»»

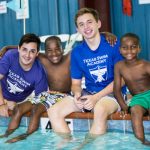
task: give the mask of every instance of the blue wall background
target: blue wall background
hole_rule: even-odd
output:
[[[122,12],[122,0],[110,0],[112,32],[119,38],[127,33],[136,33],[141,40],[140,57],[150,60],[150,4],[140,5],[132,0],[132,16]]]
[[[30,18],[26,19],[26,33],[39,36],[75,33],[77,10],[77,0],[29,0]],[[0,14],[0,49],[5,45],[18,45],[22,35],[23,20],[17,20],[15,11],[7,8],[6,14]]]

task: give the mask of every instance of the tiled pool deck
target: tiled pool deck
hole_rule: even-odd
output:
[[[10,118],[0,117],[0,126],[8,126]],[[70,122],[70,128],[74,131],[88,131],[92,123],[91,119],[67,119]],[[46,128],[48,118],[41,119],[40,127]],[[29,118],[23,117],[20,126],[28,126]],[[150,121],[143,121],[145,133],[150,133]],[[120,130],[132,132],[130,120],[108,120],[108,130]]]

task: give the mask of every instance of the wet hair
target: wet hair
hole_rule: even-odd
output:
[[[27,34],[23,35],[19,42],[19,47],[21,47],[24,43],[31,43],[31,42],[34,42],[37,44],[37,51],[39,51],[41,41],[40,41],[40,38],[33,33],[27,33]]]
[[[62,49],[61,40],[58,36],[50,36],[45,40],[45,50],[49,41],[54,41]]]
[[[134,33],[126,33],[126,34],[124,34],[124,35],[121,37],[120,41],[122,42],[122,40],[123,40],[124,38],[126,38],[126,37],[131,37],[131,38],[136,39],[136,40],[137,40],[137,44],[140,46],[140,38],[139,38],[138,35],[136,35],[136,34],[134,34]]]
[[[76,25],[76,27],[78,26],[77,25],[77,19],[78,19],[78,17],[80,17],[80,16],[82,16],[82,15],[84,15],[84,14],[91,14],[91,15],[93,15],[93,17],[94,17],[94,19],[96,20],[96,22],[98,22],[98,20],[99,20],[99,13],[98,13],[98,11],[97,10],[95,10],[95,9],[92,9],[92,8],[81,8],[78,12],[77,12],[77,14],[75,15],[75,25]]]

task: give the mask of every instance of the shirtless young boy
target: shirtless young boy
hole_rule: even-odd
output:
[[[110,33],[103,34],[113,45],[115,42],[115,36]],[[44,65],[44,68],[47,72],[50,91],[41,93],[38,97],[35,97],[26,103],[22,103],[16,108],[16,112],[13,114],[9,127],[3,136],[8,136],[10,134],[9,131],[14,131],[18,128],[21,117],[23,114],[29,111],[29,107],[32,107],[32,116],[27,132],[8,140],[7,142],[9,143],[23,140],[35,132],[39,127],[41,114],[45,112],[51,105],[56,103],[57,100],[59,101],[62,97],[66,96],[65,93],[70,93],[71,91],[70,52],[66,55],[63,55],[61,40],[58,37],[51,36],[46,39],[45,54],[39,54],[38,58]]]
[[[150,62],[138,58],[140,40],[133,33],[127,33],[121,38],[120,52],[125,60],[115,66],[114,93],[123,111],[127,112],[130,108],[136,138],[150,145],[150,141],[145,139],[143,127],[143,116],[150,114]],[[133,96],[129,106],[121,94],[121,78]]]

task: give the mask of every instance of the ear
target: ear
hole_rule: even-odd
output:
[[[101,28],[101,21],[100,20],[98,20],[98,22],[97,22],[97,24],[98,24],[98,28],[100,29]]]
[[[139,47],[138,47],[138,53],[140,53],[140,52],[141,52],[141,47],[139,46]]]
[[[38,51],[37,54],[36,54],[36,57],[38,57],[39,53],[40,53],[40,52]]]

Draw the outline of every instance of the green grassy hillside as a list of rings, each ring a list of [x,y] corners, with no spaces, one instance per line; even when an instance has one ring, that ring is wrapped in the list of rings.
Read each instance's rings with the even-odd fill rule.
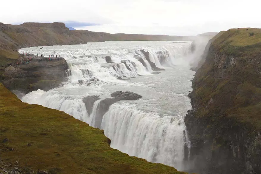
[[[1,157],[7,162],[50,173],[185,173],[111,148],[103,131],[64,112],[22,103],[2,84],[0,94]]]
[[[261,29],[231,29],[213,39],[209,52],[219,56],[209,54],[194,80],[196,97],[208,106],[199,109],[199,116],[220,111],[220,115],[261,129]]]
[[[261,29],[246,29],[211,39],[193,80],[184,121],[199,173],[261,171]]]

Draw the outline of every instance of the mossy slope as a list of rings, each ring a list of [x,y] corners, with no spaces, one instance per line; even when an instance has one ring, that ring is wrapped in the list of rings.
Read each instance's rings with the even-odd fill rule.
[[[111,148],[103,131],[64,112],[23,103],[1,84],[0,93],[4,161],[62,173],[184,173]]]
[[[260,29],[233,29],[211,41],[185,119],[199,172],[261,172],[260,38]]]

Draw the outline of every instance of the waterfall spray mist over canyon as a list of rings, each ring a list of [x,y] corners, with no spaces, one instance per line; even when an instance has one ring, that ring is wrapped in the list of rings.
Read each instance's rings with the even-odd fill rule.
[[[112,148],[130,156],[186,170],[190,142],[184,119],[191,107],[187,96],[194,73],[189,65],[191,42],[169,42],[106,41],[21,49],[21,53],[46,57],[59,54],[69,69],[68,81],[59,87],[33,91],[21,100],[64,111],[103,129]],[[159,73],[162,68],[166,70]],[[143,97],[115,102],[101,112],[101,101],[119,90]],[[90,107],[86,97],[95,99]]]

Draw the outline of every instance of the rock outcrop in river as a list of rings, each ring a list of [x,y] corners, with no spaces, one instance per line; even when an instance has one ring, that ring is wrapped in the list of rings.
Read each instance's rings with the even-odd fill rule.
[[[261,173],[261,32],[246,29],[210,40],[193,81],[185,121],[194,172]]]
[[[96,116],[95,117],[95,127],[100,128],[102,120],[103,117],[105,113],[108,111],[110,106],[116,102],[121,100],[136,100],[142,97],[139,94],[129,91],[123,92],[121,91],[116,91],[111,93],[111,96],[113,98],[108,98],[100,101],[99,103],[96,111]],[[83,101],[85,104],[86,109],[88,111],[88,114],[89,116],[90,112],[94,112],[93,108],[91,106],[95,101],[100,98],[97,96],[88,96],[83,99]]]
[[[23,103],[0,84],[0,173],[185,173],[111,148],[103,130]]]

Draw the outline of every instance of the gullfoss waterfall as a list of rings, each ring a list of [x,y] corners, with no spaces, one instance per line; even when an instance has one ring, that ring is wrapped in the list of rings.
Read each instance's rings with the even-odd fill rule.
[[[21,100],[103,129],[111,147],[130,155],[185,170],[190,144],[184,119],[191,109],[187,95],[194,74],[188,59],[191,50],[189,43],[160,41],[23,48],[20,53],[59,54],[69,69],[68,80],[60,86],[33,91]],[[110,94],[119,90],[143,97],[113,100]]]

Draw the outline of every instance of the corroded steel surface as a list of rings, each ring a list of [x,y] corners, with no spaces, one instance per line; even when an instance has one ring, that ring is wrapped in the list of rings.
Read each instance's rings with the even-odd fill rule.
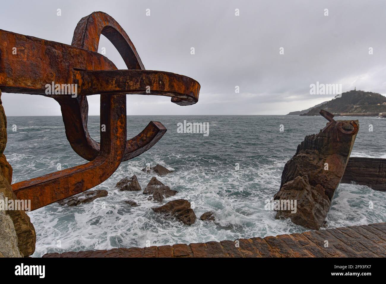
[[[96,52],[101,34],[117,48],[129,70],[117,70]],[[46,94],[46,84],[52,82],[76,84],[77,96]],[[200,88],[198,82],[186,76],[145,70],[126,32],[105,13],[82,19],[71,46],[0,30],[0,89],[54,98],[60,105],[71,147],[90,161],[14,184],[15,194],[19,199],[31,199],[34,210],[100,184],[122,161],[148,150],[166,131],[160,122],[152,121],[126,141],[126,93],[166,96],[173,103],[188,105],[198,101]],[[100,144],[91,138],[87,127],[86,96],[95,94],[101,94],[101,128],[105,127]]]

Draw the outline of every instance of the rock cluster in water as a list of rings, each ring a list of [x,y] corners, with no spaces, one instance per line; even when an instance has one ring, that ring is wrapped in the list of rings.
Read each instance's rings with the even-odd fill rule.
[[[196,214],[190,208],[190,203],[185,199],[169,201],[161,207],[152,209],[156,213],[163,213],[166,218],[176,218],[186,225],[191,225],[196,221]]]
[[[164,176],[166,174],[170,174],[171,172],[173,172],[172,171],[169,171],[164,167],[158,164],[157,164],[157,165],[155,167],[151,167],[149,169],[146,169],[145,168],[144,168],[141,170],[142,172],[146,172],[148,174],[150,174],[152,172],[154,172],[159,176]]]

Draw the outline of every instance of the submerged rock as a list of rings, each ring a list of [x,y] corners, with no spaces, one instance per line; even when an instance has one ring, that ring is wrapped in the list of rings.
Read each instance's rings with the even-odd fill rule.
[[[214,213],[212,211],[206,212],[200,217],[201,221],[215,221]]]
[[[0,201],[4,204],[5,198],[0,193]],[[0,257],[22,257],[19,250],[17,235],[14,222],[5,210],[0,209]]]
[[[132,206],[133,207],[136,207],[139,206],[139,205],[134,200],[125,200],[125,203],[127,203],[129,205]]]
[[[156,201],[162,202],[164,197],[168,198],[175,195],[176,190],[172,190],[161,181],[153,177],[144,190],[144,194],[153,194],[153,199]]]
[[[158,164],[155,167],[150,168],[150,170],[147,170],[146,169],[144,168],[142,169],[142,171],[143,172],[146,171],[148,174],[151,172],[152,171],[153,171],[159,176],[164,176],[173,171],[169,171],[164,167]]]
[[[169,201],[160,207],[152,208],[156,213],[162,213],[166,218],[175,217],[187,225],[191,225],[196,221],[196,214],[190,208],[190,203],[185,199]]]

««

Please rewrite the listing from the line containing "Draw the outline of every instance of the submerged" up to and including its final line, keeping every line in that span, and add 76 to each x and y coordinate in the outline answers.

Draw the outline of every instance of the submerged rock as a list of rings, each ring a list of [x,y] corners, with no spaces, one instance per line; even when an instance has one ring, that ring is wrapped in the list of rings.
Read each instance's rings with the even-odd fill rule.
[[[290,289],[288,287],[282,288],[276,293],[277,297],[291,297]]]
[[[76,277],[80,280],[81,274],[76,269]],[[76,333],[98,333],[95,326],[93,311],[90,298],[81,286],[76,285]]]
[[[208,282],[209,283],[212,283],[215,282],[215,281],[210,276],[201,276],[201,279],[203,279],[205,281]]]
[[[232,277],[238,278],[240,273],[244,274],[251,271],[252,266],[248,266],[237,257],[229,253],[220,266],[220,270],[229,270],[229,275]]]
[[[234,240],[231,243],[226,244],[226,246],[223,246],[222,245],[220,244],[218,245],[218,247],[219,248],[222,247],[224,250],[227,248],[228,247],[229,247],[235,252],[240,252],[249,247],[245,247],[240,243]]]
[[[245,277],[236,283],[228,284],[232,289],[238,289],[242,294],[251,293],[263,301],[267,301],[272,297],[272,290],[266,284],[266,279],[261,275]]]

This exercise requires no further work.